— begin —

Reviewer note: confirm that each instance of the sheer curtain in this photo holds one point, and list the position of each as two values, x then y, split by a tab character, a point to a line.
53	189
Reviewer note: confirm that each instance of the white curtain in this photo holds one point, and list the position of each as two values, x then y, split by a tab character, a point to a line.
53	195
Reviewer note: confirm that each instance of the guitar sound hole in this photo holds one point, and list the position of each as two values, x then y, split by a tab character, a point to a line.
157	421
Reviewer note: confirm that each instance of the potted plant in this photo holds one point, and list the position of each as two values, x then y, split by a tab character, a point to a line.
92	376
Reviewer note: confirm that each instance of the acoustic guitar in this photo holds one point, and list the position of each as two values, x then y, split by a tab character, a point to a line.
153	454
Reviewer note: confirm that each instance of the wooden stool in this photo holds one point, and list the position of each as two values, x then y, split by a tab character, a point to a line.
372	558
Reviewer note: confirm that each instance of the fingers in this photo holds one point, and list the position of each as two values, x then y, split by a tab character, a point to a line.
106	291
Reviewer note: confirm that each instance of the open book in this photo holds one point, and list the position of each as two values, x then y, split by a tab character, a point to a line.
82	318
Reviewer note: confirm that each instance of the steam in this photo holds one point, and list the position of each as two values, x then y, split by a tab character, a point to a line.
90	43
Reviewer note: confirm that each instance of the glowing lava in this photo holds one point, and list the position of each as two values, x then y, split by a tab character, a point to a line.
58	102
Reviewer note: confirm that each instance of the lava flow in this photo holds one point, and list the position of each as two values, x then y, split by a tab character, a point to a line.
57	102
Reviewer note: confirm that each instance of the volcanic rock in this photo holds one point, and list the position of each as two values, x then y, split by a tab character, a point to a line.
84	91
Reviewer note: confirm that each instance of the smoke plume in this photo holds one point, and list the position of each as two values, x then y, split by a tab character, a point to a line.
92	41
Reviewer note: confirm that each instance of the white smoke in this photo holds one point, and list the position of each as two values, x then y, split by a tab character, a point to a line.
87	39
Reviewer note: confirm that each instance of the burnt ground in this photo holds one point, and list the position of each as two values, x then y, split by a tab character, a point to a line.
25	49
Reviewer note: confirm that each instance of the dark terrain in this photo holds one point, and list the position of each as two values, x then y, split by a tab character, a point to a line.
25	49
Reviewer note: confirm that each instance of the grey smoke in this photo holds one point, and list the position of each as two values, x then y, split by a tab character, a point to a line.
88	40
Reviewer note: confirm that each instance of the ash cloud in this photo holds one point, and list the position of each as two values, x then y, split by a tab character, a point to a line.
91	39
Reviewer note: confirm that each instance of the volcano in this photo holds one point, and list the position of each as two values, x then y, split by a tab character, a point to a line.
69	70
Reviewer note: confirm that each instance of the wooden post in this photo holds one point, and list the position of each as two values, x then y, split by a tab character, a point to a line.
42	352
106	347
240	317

— end —
— begin —

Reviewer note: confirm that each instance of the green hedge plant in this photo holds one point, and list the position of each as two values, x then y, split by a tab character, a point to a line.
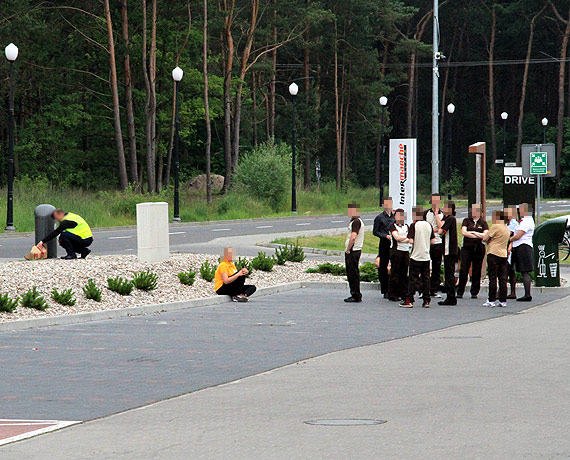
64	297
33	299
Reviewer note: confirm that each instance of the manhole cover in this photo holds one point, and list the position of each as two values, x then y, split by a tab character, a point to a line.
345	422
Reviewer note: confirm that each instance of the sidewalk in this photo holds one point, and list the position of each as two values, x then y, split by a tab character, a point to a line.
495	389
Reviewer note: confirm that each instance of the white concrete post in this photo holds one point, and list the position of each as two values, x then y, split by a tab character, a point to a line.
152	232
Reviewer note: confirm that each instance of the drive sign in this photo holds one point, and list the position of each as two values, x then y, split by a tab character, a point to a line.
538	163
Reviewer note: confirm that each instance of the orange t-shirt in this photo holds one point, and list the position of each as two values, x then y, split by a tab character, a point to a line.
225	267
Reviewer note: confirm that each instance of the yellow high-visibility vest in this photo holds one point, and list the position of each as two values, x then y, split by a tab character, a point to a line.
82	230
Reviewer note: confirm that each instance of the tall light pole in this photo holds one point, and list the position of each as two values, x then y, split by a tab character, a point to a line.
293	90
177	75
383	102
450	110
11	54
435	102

— end —
— begin —

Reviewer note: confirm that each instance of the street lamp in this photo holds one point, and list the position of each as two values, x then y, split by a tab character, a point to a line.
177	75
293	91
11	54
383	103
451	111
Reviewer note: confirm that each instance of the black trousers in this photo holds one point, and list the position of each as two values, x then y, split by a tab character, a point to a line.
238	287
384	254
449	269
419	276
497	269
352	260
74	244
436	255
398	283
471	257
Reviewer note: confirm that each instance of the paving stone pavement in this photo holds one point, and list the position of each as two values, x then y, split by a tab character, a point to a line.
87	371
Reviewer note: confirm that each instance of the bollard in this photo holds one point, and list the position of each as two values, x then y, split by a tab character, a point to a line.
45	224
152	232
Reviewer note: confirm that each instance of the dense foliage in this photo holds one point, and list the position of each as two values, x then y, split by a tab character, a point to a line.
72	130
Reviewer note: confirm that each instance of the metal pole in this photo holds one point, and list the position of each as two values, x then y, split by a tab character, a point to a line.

— end —

▸ Task directions:
Extract the lines of the material from the line containing "Reviewer note: confirm that each instance of the black" up to and including the line containing "Reviewer note: confirm that each instance of the metal", reproducing them verbatim.

▸ Expected output:
Reviewer note: confirm that each instance of the black trousers in this photo holds one point, and list the position of each as two values, x then y, split by a tab character, a point to a line.
238	287
384	254
449	269
419	276
497	269
352	260
74	244
436	255
398	283
471	257
Reviewer note: confirm that each instance of the paving stone pavement in this photo holds one point, and list the position of each as two values, x then y, split by a tab character, a point to a line.
87	371
Reviewer note: confirm that each instance of the bollard in this photo holds one point, and list the position of each as two values, x then y, split by a tab character, a point to a line.
45	224
152	232
Reviewer note: confirm that each instance of the dense foliage in this photo holds one point, and list the position of each as two values, x then y, split by a tab character, a point to a line.
72	130
Reviewer note: confirm that each instance of the metal pole in this photo holds one point, and list the position of each as two values, x then y, split by a tab character, a point to a line.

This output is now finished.